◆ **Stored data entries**
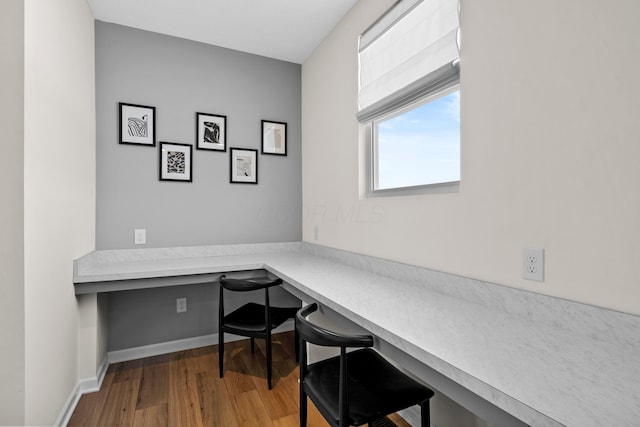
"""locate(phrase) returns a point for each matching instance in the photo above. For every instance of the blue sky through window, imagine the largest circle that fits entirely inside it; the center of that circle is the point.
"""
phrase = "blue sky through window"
(421, 146)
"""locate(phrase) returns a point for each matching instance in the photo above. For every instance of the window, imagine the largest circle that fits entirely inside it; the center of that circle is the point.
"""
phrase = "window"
(409, 98)
(419, 146)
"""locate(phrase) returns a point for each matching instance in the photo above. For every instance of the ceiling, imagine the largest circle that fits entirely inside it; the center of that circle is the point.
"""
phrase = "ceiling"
(288, 30)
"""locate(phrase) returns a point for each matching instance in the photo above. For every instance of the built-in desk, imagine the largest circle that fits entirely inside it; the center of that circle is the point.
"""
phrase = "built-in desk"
(546, 361)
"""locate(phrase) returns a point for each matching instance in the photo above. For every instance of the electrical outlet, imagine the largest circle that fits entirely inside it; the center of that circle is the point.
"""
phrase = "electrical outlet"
(140, 236)
(181, 305)
(533, 264)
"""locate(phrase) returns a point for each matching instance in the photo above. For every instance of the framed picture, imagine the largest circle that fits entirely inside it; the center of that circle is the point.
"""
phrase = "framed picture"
(211, 132)
(274, 138)
(175, 162)
(244, 166)
(137, 124)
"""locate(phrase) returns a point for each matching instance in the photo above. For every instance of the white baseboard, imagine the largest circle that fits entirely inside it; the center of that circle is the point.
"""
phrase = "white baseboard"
(89, 385)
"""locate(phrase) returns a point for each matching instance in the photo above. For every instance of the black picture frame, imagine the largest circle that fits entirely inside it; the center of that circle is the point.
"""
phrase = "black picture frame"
(175, 163)
(136, 124)
(211, 132)
(274, 137)
(243, 166)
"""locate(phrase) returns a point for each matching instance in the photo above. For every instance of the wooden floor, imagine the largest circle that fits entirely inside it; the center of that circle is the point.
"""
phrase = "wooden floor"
(184, 389)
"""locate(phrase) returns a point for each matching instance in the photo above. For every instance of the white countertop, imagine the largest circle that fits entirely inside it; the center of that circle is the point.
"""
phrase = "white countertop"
(578, 367)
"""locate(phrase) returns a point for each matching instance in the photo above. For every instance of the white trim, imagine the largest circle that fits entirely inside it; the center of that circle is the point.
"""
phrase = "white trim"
(87, 385)
(90, 385)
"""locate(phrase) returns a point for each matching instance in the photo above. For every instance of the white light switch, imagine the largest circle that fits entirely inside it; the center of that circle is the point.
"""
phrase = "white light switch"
(139, 236)
(181, 305)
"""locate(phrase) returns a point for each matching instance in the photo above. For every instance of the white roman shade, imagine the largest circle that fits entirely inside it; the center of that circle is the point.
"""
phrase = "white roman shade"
(408, 53)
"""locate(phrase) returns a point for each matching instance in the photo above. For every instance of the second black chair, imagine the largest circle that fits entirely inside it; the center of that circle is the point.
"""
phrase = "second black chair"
(355, 388)
(251, 320)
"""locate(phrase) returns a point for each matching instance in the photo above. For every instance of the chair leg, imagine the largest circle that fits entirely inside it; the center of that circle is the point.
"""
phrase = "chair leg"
(425, 414)
(269, 361)
(221, 353)
(303, 407)
(296, 344)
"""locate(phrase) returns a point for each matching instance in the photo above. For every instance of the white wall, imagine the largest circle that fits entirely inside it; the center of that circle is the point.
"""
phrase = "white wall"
(550, 146)
(59, 194)
(11, 213)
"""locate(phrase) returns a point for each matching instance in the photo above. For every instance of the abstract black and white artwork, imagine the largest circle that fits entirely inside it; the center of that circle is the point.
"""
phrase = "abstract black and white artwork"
(175, 162)
(137, 124)
(243, 167)
(274, 138)
(211, 132)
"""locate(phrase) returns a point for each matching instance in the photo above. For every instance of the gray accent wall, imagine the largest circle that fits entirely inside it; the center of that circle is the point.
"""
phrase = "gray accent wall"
(181, 77)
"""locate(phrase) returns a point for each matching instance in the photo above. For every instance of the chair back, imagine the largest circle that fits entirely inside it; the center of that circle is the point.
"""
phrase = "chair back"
(314, 334)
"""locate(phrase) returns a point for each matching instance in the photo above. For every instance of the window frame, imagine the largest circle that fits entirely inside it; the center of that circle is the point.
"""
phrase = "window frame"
(371, 147)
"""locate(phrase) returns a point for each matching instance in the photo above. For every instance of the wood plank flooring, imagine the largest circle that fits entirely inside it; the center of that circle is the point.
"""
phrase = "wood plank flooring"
(184, 389)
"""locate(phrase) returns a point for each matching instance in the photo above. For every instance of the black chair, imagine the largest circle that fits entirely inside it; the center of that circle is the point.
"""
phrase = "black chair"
(355, 388)
(251, 320)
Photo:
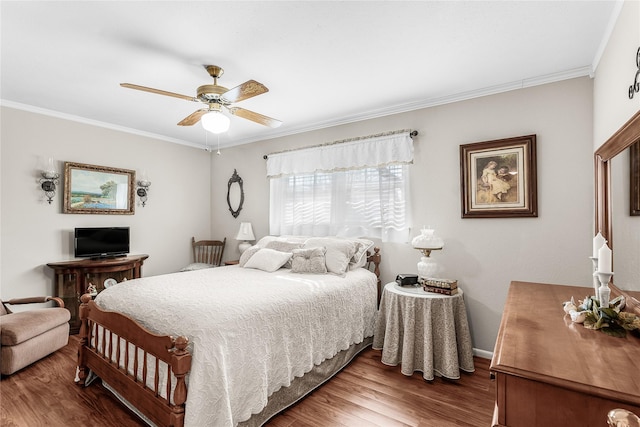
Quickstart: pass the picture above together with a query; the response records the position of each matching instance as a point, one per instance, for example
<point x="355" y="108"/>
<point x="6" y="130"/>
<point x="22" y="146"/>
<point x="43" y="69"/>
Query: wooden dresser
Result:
<point x="552" y="372"/>
<point x="73" y="277"/>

◆ **INSTRUCTIONS FOR THE TASK**
The answer must be a word-for-word copy of all the entries, containing no pictures.

◆ **WRITTEN SOLUTION**
"""locate(phrase) returns a point for each matching instance in the photo above. For every instance of the blue sky through window, imagine the largest circle that fits entirely inside it; the center of that circle is the point.
"""
phrase = "blue sky through window"
(421, 146)
"""locate(phrase) returns a point for each matching instance in the photo above. For every instance of the window, imagine the largest circle that fits entirely inside it; the center of that circle is the point.
"""
phrase = "window"
(409, 98)
(419, 146)
"""locate(phrase) returns a point for each matching instance in the photo above. For every instance of the ceiling, imagine the largest circle that fits entirely inside it; the center of that circle is the point.
"""
phrase = "ceiling"
(288, 30)
"""locate(phrase) returns a point for each matching instance in the photo above. For every instance of the built-in desk, imagine the largest circle that fits entirely inside it; the center of that circle is the point.
"""
phrase = "built-in desk"
(546, 361)
"""locate(phrase) returns a point for each matching instance in the photo above. For every instance of the electrical outlet, imagine the largest circle that fits entirely inside it; the center of that circle is the point.
"""
phrase = "electrical outlet"
(140, 236)
(181, 305)
(533, 264)
"""locate(phrase) returns a point for each matching instance in the photo above. For every instance of the framed picture, imagine the largest circle that fits entirely inside it; the center of that circle is the point.
"""
phrase = "framed picture"
(211, 132)
(274, 138)
(175, 162)
(244, 166)
(137, 124)
"""locate(phrase) returns a point for each matching instance in the photo above. For every instance of the white baseboard, imagine the largest circle that fits entirely inside it; the center of that circle is the point.
"""
phrase = "white baseboard"
(89, 385)
"""locate(phrase) returns a point for each matching instance in the photo above. For every instance of the black picture frame, imagine the largest circle that fits entirely inside it; the center of that circle is the point.
"""
phrase = "black picture frame"
(175, 163)
(136, 124)
(211, 132)
(274, 137)
(243, 166)
"""locate(phrase) returns a point for each matching instance in the photo above. For every instance of the wooden floor, imagine the largest circle that fits entirely inside it; the center of that circle is the point.
"""
phrase = "wooden floor"
(184, 389)
"""locate(phrase) returns a point for each matching instance in the photo above. For every instance of the white countertop, imagine the largest circle that fits entirely inside it; the center of that circle is the point.
"""
phrase = "white countertop"
(578, 367)
"""locate(phrase) returns a point for each matching instance in the photo above. For every instance of the white trim, imagine the largest circle that fits entirely inside it; the center of that circle is the point.
"""
phrase = "white trim"
(87, 385)
(90, 385)
"""locate(phrase) returns a point for each matching instance in the photo above. For every instance of the white light switch, imagine the largest circle that fits entirely inside it; the center of that circle is the point.
"""
phrase = "white light switch"
(139, 236)
(181, 305)
"""locate(phrase) returns a point for each matching instance in the photo above. For every instance of the white roman shade, imagine the largest circle that fits entirely inside it; the center of that circle is the point.
"""
phrase = "white roman shade"
(408, 53)
"""locate(phrase) returns a point for each matching instance in the photo above. For every instance of the second black chair, imagine the largest circle that fits entirely inside it; the center of that circle is the point.
"""
phrase = "second black chair"
(355, 388)
(251, 320)
"""locate(phrase) returns a point for each matching instance in the photo above. For every instance of the chair leg, imagine the largest circle that fits entirely inside it; the center of that circle is the point.
"""
phrase = "chair leg"
(425, 414)
(269, 361)
(221, 353)
(303, 407)
(296, 344)
"""locate(phrase) returns a point for each matching instance in the photo above. For every instance of the white wall, imagine the largest circle that fits entirely inside it; the center of that circle is the point.
"""
phrase = "white wall"
(550, 146)
(59, 194)
(11, 213)
"""locate(phrase) returns a point for each matching instance in the photo above. For every instance of the abstract black and white artwork, imagine the largest circle that fits entirely inside it; the center of that circle is the point.
"""
phrase = "abstract black and white artwork"
(175, 162)
(137, 124)
(243, 167)
(274, 138)
(211, 132)
"""locate(phrase) returns a point for each matching instance in the photo above. For every instance of the gray accent wall, imagine the largest circle that fits entirely inside it; the center of that circle is the point.
"""
phrase = "gray accent wall"
(181, 77)
"""locate(phrase) returns a point for each matching instance in the photo above. For every instance of the chair back, imagine the largest circle that fits entirely inside it; the center of that circle is the point.
"""
phrase = "chair back"
(314, 334)
"""locate(phrase) returns a point for each matching instance in the photo above. For every instance of the window frame, imagine the largest circle that fits entirely inside it; the center of that circle is the point.
"""
phrase = "window frame"
(371, 147)
"""locate(phrase) returns a point for each matching instance in the photo above. For every instance of the wood plank flooring, imagine the largest circle that fits entirely inside it; the center of that circle is the point.
"""
phrase = "wood plank flooring"
(184, 389)
"""locate(phrase) returns a point for each matching instance in the photo above. For every instance of the black chair, imagine the largest circle that fits entirely inside it; the center of that circle is the point.
"""
phrase = "black chair"
(355, 388)
(251, 320)
Photo:
Quickstart: pass the picture above together with a query; the response records the position of each matching instance as a point, one per instance, for example
<point x="355" y="108"/>
<point x="6" y="130"/>
<point x="22" y="146"/>
<point x="43" y="69"/>
Query: wooden dresser
Result:
<point x="552" y="372"/>
<point x="73" y="277"/>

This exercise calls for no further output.